TEXT PROVIDED:
☆ ☆ ☆
Monday, January 6, 2014

Scientists discover double meaning in genetic code




A team of researchers have made the discovery that the genetic code used by DNA to store information actually contains a double meaning, with the second set of coded information having major implications for how scientists read and interpret the instructions within it.  According to the authors of this study, this fascinating find could help them to better understand both disease and health.
DNA, or deoxyribonucleic acid, is present in the cells of all humans, as well as almost every other living organism.  It contains the information for building and maintaining an organism in the form of a chemical code.  Four basic chemical bases – adenine, guanine, cytosine and thymine – are strung together in various sequences; and, the sequencing of these bases is what determines what information is coded within them, much like letters of the alphabet can be put together to create many different words and sentences.
The overall structure of DNA is what is known as a double helix.  The bases of DNA pair up with each other, with adenine pairing with thymine and cytosine pairing with guanine.  Each base pair then attaches to a sugar molecule as well as a phosphate molecule and this complete package is called a nucleotide.  Sequences of nucleotides arrange themselves in two long strands, somewhat like a ladder joined by base pair rungs, and the DNA molecule takes on a spiraling, helical shape.
DNA is able to make copies of itself by “unzipping” its two strands, allowing each strand to serve as a template for new DNA to be formed.  This process is how new DNA is created whenever cells divide and multiply.
☆ ☆ ☆
RECORD EXCERPTS:
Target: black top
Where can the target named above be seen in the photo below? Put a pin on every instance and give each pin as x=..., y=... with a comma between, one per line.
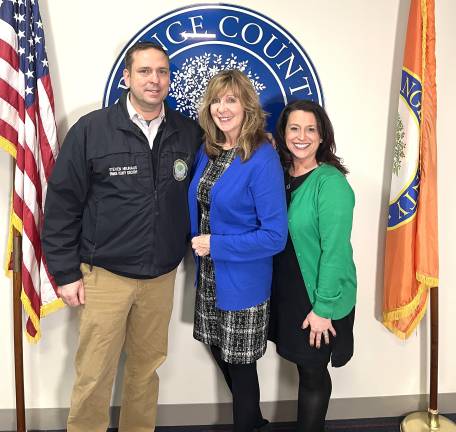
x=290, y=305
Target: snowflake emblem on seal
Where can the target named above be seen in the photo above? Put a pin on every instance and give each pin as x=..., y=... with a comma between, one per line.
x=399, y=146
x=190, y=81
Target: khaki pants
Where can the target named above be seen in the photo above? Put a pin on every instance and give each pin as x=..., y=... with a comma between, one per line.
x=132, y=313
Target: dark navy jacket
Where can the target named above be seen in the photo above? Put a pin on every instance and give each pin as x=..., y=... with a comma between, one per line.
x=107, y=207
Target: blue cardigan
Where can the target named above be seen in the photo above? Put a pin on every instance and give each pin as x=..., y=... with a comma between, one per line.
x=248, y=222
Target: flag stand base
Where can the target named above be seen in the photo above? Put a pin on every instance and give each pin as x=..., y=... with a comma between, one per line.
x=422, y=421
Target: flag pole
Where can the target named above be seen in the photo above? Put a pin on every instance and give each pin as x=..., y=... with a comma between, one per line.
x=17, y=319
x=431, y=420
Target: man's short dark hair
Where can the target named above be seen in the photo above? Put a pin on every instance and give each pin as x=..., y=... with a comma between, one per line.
☆ ☆ ☆
TASK A:
Translate this sentence from the genetic code article into Spanish: "The overall structure of DNA is what is known as a double helix."
TASK B:
Reproduce word for word the part of the genetic code article between "DNA, or deoxyribonucleic" and "words and sentences.", inclusive.

FINAL ANSWER A:
La estructura general del ADN es lo que se conoce como una doble hélice.

FINAL ANSWER B:
DNA, or deoxyribonucleic acid, is present in the cells of all humans, as well as almost every other living organism.  It contains the information for building and maintaining an organism in the form of a chemical code.  Four basic chemical bases – adenine, guanine, cytosine and thymine – are strung together in various sequences; and, the sequencing of these bases is what determines what information is coded within them, much like letters of the alphabet can be put together to create many different words and sentences.